(Instruction A)
In the librarianship guide, why does the writer add a disclaimer that their experience isn't universal? Answer in one to three sentences.

== Supplied text ==

This is part of the series of blog articles called “A Writer’s Guide…”, check out this article by writer Alana Boltz on Librarianship.
by Alana Boltz
So, you have a librarian character who needs fleshing out. Or maybe you have scenes set in a library and want it to seem realistic.
Either way, you’ve come to the right place. Here are some of the things you may need to know about what librarians do, how libraries are run, and other useful information.
Disclaimer: Because librarianship is such a huge field, I want to give the disclaimer that my experience isn’t universal.
Librarians sometimes specialize, and as you’ll see below, there are many different places one might work. I am a law firm librarian in the US, but I have also worked in archives (oral history) and a public library as a paraprofessional.
However, many of the skills are transferable, and I should at least be able to give the basics.
What are librarians?
This isn’t a trick question. People tend to think of librarians as only working in a library, tending to dusty books, but librarians can work in a variety of different settings, and many don’t even handle books.
In a nutshell, librarians find, organize, and provide access to information. Some librarians have additional duties such as teaching classes, organizing community events, or doing academic research, but information is pretty much at the core of the profession.
What kind of education do you need to be a librarian?
In order to apply for most librarian positions, you need to have a masters in library science (MLS).
Unlike many degrees, you don’t have to have an undergraduate degree in library science to get a masters in it, but you do need a bachelor’s degree of some sort. Academic librarians may need a second masters in their field of specialization.
Librarians come from all sorts of different academic backgrounds. Many are former English or History majors, but pretty much any background is possible. You don’t typically need a Ph.D. unless you want to be a professor of library science.

===
== Recorded data ==

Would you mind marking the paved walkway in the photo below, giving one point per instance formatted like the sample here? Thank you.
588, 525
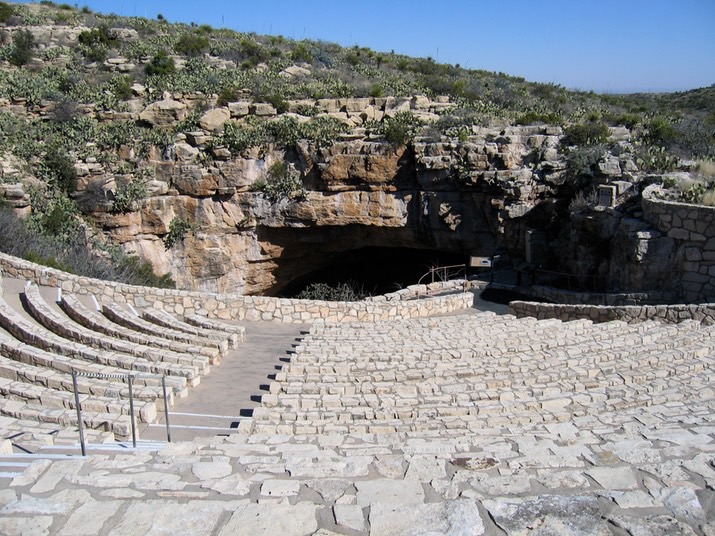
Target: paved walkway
477, 424
233, 388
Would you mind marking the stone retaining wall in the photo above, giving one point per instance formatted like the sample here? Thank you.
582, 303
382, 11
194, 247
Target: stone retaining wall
600, 313
234, 306
558, 295
693, 229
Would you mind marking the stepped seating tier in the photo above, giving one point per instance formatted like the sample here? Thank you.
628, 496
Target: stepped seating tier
100, 325
376, 378
194, 364
223, 339
37, 335
209, 347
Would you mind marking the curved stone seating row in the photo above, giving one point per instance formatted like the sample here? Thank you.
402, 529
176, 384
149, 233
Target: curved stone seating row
33, 435
194, 365
30, 374
52, 398
223, 339
118, 425
209, 347
99, 326
387, 387
216, 325
39, 336
21, 352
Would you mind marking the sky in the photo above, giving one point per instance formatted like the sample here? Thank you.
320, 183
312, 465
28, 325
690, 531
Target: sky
606, 46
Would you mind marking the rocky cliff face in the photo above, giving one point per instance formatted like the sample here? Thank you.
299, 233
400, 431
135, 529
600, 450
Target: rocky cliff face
468, 197
472, 194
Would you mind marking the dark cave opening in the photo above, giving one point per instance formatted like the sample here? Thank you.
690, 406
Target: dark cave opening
377, 270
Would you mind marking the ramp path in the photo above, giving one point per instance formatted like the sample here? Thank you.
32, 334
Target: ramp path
474, 423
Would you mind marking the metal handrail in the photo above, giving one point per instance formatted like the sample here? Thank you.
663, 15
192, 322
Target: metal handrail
444, 271
129, 379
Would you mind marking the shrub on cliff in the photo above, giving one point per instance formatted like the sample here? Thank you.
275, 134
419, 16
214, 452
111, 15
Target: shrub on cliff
6, 12
401, 129
191, 44
57, 168
161, 64
178, 229
591, 133
339, 292
23, 43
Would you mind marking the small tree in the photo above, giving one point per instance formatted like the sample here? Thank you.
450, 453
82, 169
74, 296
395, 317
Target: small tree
178, 229
57, 168
22, 44
161, 64
6, 11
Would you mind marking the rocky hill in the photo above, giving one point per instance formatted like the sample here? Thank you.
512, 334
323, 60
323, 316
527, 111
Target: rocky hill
243, 163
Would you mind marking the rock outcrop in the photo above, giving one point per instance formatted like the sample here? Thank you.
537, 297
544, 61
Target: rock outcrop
475, 193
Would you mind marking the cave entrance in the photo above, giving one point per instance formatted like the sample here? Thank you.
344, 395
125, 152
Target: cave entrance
376, 270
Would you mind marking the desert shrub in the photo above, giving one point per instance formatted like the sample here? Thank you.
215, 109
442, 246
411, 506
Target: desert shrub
239, 137
6, 11
226, 95
301, 53
708, 198
340, 292
56, 217
121, 86
23, 43
161, 64
285, 131
654, 159
57, 168
323, 131
102, 261
128, 195
401, 129
582, 163
191, 44
660, 131
539, 117
178, 229
100, 35
591, 133
281, 183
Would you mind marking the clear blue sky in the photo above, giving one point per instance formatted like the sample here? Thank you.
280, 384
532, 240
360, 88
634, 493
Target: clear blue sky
599, 45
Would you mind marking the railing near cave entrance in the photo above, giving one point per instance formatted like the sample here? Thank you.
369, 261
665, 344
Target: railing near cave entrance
445, 273
129, 379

===

(Instruction B)
Can you reproduce the rows starting at the line that contains "Would you mind marking the railing" and continuing through the last line of the rows?

(Task result A)
Librarianship is such a huge field that one person's experience can't represent all of it. Librarians sometimes specialize, and they can work in many different places.

(Task result B)
Would you mind marking the railing near cave entrance in the photo above, giving one point per instance formatted like the sample here? Thank you.
369, 261
665, 344
Target: railing near cave entrance
445, 273
129, 379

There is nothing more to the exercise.